**What you need to do:**
Reproduce all entries word for word.

-- Dataset start --

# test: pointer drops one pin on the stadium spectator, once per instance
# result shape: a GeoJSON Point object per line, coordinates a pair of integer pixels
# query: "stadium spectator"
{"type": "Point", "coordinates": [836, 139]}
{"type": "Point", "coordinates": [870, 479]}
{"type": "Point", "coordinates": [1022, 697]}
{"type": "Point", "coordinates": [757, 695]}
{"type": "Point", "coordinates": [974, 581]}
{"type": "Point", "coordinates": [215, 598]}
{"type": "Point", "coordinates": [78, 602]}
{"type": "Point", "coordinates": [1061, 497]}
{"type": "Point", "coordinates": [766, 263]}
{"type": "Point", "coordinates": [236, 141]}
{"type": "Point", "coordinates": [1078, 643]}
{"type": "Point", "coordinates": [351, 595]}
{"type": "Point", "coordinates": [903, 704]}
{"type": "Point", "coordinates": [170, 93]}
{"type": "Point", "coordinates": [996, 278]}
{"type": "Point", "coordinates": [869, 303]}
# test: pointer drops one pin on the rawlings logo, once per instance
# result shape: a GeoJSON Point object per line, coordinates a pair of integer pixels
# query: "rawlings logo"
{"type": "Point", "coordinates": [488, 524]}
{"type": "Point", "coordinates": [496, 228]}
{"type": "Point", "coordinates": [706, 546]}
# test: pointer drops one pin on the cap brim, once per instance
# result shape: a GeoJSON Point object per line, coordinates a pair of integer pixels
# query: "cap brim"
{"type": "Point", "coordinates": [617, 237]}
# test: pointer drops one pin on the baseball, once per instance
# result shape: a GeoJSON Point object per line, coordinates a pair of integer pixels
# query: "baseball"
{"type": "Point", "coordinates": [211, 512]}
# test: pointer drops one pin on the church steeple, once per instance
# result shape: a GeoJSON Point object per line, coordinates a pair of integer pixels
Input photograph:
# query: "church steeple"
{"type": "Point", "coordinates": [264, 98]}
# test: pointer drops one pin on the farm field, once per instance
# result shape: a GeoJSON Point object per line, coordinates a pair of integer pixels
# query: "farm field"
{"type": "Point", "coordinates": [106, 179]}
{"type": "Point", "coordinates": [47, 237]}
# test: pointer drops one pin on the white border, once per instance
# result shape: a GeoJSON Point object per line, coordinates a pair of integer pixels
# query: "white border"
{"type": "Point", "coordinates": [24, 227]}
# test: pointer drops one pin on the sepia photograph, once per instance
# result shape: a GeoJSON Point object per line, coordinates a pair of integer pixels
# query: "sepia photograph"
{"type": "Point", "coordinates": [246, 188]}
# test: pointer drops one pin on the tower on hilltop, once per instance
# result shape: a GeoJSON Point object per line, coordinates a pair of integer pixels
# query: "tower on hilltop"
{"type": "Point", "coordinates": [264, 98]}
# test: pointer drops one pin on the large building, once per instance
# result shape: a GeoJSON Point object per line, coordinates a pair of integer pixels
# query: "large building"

-- Dataset end --

**Correct answer:**
# test: pointer drops one pin on the stadium spectator, once per instance
# result shape: a GeoJSON Point object per line, coordinates a pair of integer pixels
# query: "stadium spectator"
{"type": "Point", "coordinates": [836, 139]}
{"type": "Point", "coordinates": [870, 479]}
{"type": "Point", "coordinates": [1022, 697]}
{"type": "Point", "coordinates": [757, 695]}
{"type": "Point", "coordinates": [974, 581]}
{"type": "Point", "coordinates": [215, 598]}
{"type": "Point", "coordinates": [78, 602]}
{"type": "Point", "coordinates": [1061, 497]}
{"type": "Point", "coordinates": [766, 263]}
{"type": "Point", "coordinates": [236, 141]}
{"type": "Point", "coordinates": [1078, 643]}
{"type": "Point", "coordinates": [351, 595]}
{"type": "Point", "coordinates": [903, 704]}
{"type": "Point", "coordinates": [170, 93]}
{"type": "Point", "coordinates": [996, 278]}
{"type": "Point", "coordinates": [869, 303]}
# test: pointer drops one pin on the rawlings logo, once per instance
# result shape: a GeoJSON Point object per line, coordinates a pair of integer pixels
# query: "rawlings logo"
{"type": "Point", "coordinates": [488, 524]}
{"type": "Point", "coordinates": [496, 228]}
{"type": "Point", "coordinates": [706, 546]}
# test: pointer drops one pin on the cap brim, once per instance
# result shape: a GeoJSON Point object per line, coordinates a pair of integer pixels
# query: "cap brim"
{"type": "Point", "coordinates": [617, 237]}
# test: pointer drops one pin on the baseball, once per instance
# result shape: a GeoJSON Point object per line, coordinates a pair of integer pixels
# query: "baseball"
{"type": "Point", "coordinates": [211, 512]}
# test: pointer drops one pin on the church steeple, once per instance
# result shape: a GeoJSON Point object per line, coordinates a pair of integer pixels
Input photograph:
# query: "church steeple"
{"type": "Point", "coordinates": [264, 98]}
# test: pointer drops one pin on the farm field, once per instance
# result shape: a GeoJSON Point object per line, coordinates a pair of integer pixels
# query: "farm field"
{"type": "Point", "coordinates": [106, 179]}
{"type": "Point", "coordinates": [47, 237]}
# test: pointer drops one pin on the white border, once per instance
# result shape: a GeoJSON Point object per line, coordinates a pair of integer pixels
# query: "white border"
{"type": "Point", "coordinates": [24, 227]}
# test: pointer drops one pin on the sepia photograph, once per instance
# result shape: a GeoJSON Point object per line, coordinates a pair of integer pixels
# query: "sepia photograph"
{"type": "Point", "coordinates": [246, 188]}
# test: pointer drops one pin on the tower on hilltop, once per instance
# result shape: a GeoJSON Point object per line, coordinates a pair of integer pixels
# query: "tower on hilltop"
{"type": "Point", "coordinates": [264, 98]}
# test: pointer drops one pin on the large building, once per instance
# result shape: a GeoJSON Point object per line, coordinates a pair of integer pixels
# query: "large building"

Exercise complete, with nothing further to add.